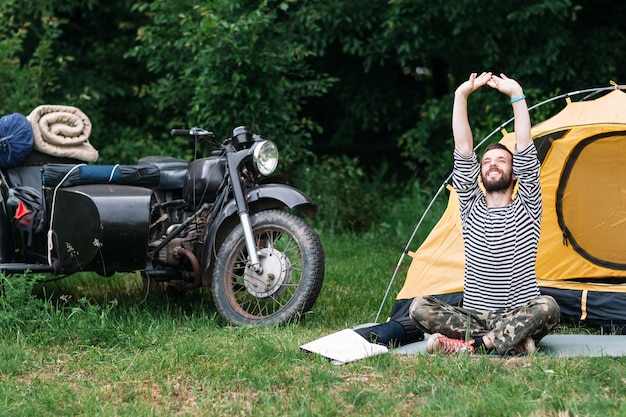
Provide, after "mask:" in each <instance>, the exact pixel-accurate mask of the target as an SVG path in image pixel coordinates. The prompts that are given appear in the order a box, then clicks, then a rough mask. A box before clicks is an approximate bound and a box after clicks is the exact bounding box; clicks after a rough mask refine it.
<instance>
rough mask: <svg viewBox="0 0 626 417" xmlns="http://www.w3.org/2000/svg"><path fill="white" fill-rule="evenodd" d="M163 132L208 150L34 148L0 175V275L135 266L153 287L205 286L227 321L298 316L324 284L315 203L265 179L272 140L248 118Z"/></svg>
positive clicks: (304, 195) (114, 270)
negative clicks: (173, 154)
mask: <svg viewBox="0 0 626 417" xmlns="http://www.w3.org/2000/svg"><path fill="white" fill-rule="evenodd" d="M171 135H172V136H183V137H188V138H190V139H193V141H194V146H195V152H197V149H198V146H199V144H200V143H201V142H205V141H206V142H209V143H211V144H213V145H214V146H215V148H216V150H214V151H213V152H212V153H211V155H210V156H207V157H201V158H194V159H193V160H192V161H191V162H188V161H185V160H181V159H177V158H173V157H163V156H148V157H143V158H141V159H140V160H139V161H138V163H137V164H136V165H113V166H110V165H91V164H82V163H77V162H78V161H67V160H65V159H59V158H57V157H51V156H48V155H44V154H40V153H38V152H36V151H34V152H33V153H32V154H31V155H30V156H29V158H28V159H27V161H26V162H25V163H23V164H21V165H20V166H17V167H12V168H7V169H3V170H2V171H0V191H1V199H0V271H2V272H4V273H5V274H11V273H24V272H27V271H30V272H41V273H50V274H55V275H70V274H72V273H76V272H83V271H91V272H95V273H97V274H100V275H103V276H110V275H112V274H114V273H124V272H136V271H140V273H141V276H142V279H143V282H144V285H146V286H147V287H148V288H150V289H152V290H157V291H158V290H161V291H173V292H185V291H190V290H196V289H201V288H208V287H210V289H211V296H212V299H213V302H214V304H215V306H216V308H217V311H218V312H219V314H220V315H221V317H222V318H223V319H224V320H225V321H227V322H228V323H231V324H233V325H237V326H239V325H259V326H269V325H275V324H282V323H287V322H290V321H293V320H297V319H298V318H299V317H300V316H301V315H302V314H303V313H304V312H306V311H308V310H310V309H311V308H312V307H313V305H314V303H315V301H316V300H317V298H318V296H319V293H320V291H321V288H322V283H323V279H324V252H323V248H322V244H321V242H320V239H319V237H318V235H317V233H316V232H315V230H314V229H313V228H312V227H311V226H310V225H309V224H308V223H307V222H306V221H305V220H304V219H303V217H301V214H304V215H308V216H313V215H315V213H316V211H317V206H316V204H315V203H314V202H313V201H312V200H311V199H310V198H309V197H307V196H306V195H305V194H304V193H302V192H301V191H299V190H297V189H295V188H293V187H290V186H288V185H285V184H282V183H278V182H272V178H273V175H274V172H275V170H276V167H277V164H278V150H277V147H276V145H275V144H274V143H273V142H272V141H269V140H266V139H264V138H263V137H261V136H258V135H253V134H252V133H251V132H250V130H249V129H248V128H246V127H245V126H240V127H237V128H236V129H234V130H233V132H232V136H230V137H229V138H227V139H225V140H223V141H219V140H218V139H217V136H216V135H215V134H214V133H212V132H209V131H207V130H204V129H200V128H192V129H173V130H172V131H171ZM195 152H194V153H195ZM296 213H297V214H296Z"/></svg>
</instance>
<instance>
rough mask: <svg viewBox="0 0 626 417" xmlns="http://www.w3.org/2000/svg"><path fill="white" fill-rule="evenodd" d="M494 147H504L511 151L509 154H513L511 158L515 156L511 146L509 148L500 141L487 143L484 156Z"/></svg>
mask: <svg viewBox="0 0 626 417" xmlns="http://www.w3.org/2000/svg"><path fill="white" fill-rule="evenodd" d="M492 149H504V150H505V151H507V152H508V153H509V155H511V158H513V152H511V150H510V149H509V148H507V147H506V146H504V145H503V144H501V143H500V142H495V143H490V144H489V145H487V147H486V148H485V151H484V152H483V158H484V157H485V154H486V153H487V152H489V151H490V150H492Z"/></svg>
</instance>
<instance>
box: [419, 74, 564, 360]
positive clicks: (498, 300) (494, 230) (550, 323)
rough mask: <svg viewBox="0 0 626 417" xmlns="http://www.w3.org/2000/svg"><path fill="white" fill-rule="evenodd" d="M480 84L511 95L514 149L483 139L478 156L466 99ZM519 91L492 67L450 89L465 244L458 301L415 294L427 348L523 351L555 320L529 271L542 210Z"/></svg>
mask: <svg viewBox="0 0 626 417" xmlns="http://www.w3.org/2000/svg"><path fill="white" fill-rule="evenodd" d="M484 85H488V86H490V87H491V88H493V89H496V90H498V91H499V92H501V93H502V94H505V95H507V96H508V97H509V98H510V101H511V105H512V107H513V114H514V116H515V119H514V128H515V141H516V144H515V153H514V154H513V153H512V152H511V151H510V150H509V149H508V148H506V147H505V146H504V145H501V144H491V145H489V146H488V147H487V148H486V149H485V152H484V154H483V157H482V159H481V161H480V163H479V162H478V158H477V156H476V154H475V152H474V143H473V142H474V140H473V135H472V131H471V128H470V123H469V119H468V115H467V100H468V97H469V96H470V94H472V93H473V92H474V91H476V90H477V89H478V88H480V87H482V86H484ZM525 98H526V97H525V96H524V93H523V90H522V87H521V86H520V85H519V83H518V82H517V81H515V80H513V79H511V78H508V77H507V76H506V75H504V74H501V75H500V76H496V75H493V74H492V73H490V72H483V73H482V74H480V75H478V76H477V75H476V74H475V73H473V74H471V75H470V77H469V79H468V80H467V81H465V82H464V83H463V84H461V85H460V86H459V87H458V88H457V90H456V92H455V96H454V106H453V110H452V132H453V136H454V170H453V181H452V183H453V186H454V189H455V190H456V192H457V194H458V198H459V207H460V212H461V223H462V226H463V242H464V246H465V276H464V290H463V305H462V307H461V306H453V305H449V304H446V303H444V302H442V301H440V300H438V299H437V298H435V297H432V296H423V297H416V298H415V299H414V300H413V302H412V303H411V306H410V308H409V315H410V317H411V319H412V320H413V321H414V322H415V324H416V325H417V327H418V328H419V329H421V330H422V331H424V332H426V333H431V336H430V338H429V339H428V342H427V345H426V349H427V351H428V352H429V353H435V352H441V353H444V354H451V353H456V352H460V351H463V352H468V353H471V354H473V353H475V352H495V353H498V354H500V355H509V354H516V355H519V354H529V353H532V352H534V351H535V346H536V343H537V342H538V341H539V340H540V339H541V338H542V337H543V336H545V335H546V334H547V333H548V332H549V331H550V330H551V329H552V328H554V327H555V326H556V325H557V324H558V322H559V318H560V310H559V306H558V304H557V303H556V301H555V300H554V299H553V298H552V297H550V296H543V295H541V294H540V292H539V286H538V284H537V277H536V273H535V261H536V258H537V245H538V242H539V232H540V226H541V213H542V203H541V188H540V185H539V171H540V164H539V161H538V159H537V150H536V148H535V145H534V143H533V141H532V138H531V133H530V115H529V112H528V107H527V105H526V100H525ZM479 178H480V182H482V184H483V188H484V192H483V190H482V189H481V188H480V185H479ZM516 183H517V192H516V193H515V196H514V195H513V189H514V187H515V185H516ZM467 335H469V337H467Z"/></svg>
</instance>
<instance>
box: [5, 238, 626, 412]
mask: <svg viewBox="0 0 626 417" xmlns="http://www.w3.org/2000/svg"><path fill="white" fill-rule="evenodd" d="M322 240H323V243H324V247H325V250H326V253H327V275H326V281H325V284H324V288H323V290H322V294H321V295H320V298H319V300H318V302H317V303H316V304H315V306H314V309H313V311H312V312H310V313H309V314H307V315H306V316H305V318H304V320H303V321H301V322H300V323H297V324H293V325H289V326H284V327H273V328H263V329H257V328H234V327H230V326H227V325H226V324H225V323H223V322H222V321H221V320H220V319H219V317H218V315H217V314H216V312H215V309H214V308H213V306H212V304H211V302H210V300H209V299H208V298H204V297H202V296H201V295H200V294H197V295H192V296H189V297H186V298H183V299H178V300H172V299H165V298H159V297H155V296H148V297H146V296H145V294H143V293H142V291H141V285H140V281H139V279H138V278H137V277H136V276H135V275H126V276H116V277H113V278H101V277H97V276H92V275H81V276H75V277H70V278H68V279H66V280H63V281H58V282H49V283H45V284H38V283H33V282H31V281H29V280H28V279H27V278H26V277H19V276H18V277H11V278H9V279H8V280H6V281H5V285H4V295H3V296H2V297H0V300H1V302H0V336H1V337H0V416H38V417H43V416H58V415H85V416H87V415H88V416H93V415H99V416H125V415H128V416H187V415H194V416H195V415H209V416H212V415H219V416H221V415H246V416H248V415H260V416H361V415H376V416H380V415H390V416H391V415H394V416H395V415H422V416H442V415H446V416H468V415H469V416H559V417H564V416H572V417H573V416H621V415H626V403H625V402H624V399H623V397H624V392H625V391H626V363H625V361H624V359H622V358H609V357H603V358H555V357H549V356H545V355H542V354H537V355H534V356H531V357H527V358H516V359H504V358H494V357H473V358H470V357H441V356H433V357H430V356H425V355H418V356H404V355H382V356H377V357H373V358H368V359H365V360H362V361H358V362H355V363H351V364H347V365H343V366H335V365H332V364H331V363H330V362H328V361H327V360H326V359H324V358H322V357H321V356H318V355H313V354H307V353H305V352H302V351H300V350H299V348H298V347H299V346H300V345H301V344H303V343H306V342H310V341H312V340H314V339H317V338H318V337H321V336H324V335H327V334H329V333H332V332H335V331H337V330H340V329H343V328H346V327H353V326H355V325H357V324H360V323H364V322H371V321H373V320H374V317H375V315H376V312H377V311H378V307H379V304H380V301H381V299H382V295H383V292H384V290H385V289H386V287H387V284H388V282H389V278H390V277H391V274H392V273H393V270H394V268H395V265H396V263H397V260H398V257H399V253H400V251H401V250H402V248H403V247H404V245H405V242H403V241H399V242H397V243H394V242H393V241H391V242H390V241H385V242H381V240H379V239H378V238H377V236H376V235H375V234H366V235H360V236H358V237H357V236H347V235H341V236H322ZM403 279H404V274H403V273H401V274H400V275H399V278H398V282H396V284H395V285H394V289H393V290H392V298H393V294H395V293H397V291H398V290H399V287H400V286H401V284H402V281H403ZM31 288H32V289H33V290H34V291H35V293H37V294H38V296H37V297H31V296H30V291H31ZM392 302H393V300H390V301H389V302H388V305H387V306H386V307H385V309H384V310H383V311H384V313H387V312H388V311H389V309H390V307H391V303H392ZM569 330H570V329H562V331H569ZM573 330H576V331H585V330H584V329H573Z"/></svg>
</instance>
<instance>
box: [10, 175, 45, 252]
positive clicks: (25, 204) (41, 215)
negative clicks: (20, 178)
mask: <svg viewBox="0 0 626 417" xmlns="http://www.w3.org/2000/svg"><path fill="white" fill-rule="evenodd" d="M9 195H10V196H9V199H8V200H7V203H8V204H9V205H11V206H15V207H16V209H15V215H14V216H13V219H14V220H15V223H14V225H15V227H16V228H17V229H18V230H22V231H24V232H26V233H27V234H28V238H27V239H28V240H27V244H28V246H30V245H31V243H32V241H33V233H39V232H41V231H42V230H43V227H44V223H45V218H44V206H43V202H42V197H41V194H40V193H39V192H38V191H37V190H35V189H34V188H33V187H27V186H20V187H15V188H10V189H9Z"/></svg>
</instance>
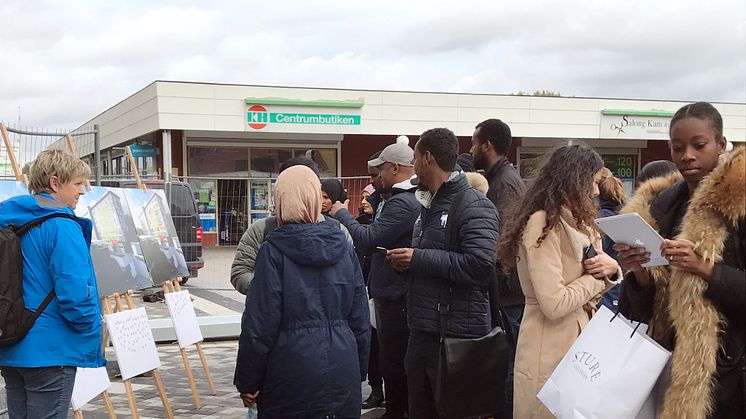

TASK
Reproduce verbatim the lines of the material above, beginning with its first line and ending with the line that contains "positive clicks: (304, 195) (114, 270)"; skip pictures.

RESULT OF THE EXERCISE
Provide, after "mask:" in each <instance>, the exact pixel-accurate mask of the target as an SVG path in image pixel coordinates. The prompts that are given appear in the order a box, then clicks, then a rough mask. A box before clicks is an approximate bound and a box after clicks is the exact bounding box; clicks after a rough mask refine it.
<instance>
rough mask: <svg viewBox="0 0 626 417" xmlns="http://www.w3.org/2000/svg"><path fill="white" fill-rule="evenodd" d="M163 132L208 150L34 148L0 175V275L135 266L153 287L205 286L227 321L298 316L324 284L315 203L265 179L272 140L248 118Z"/></svg>
positive clicks: (304, 195) (114, 270)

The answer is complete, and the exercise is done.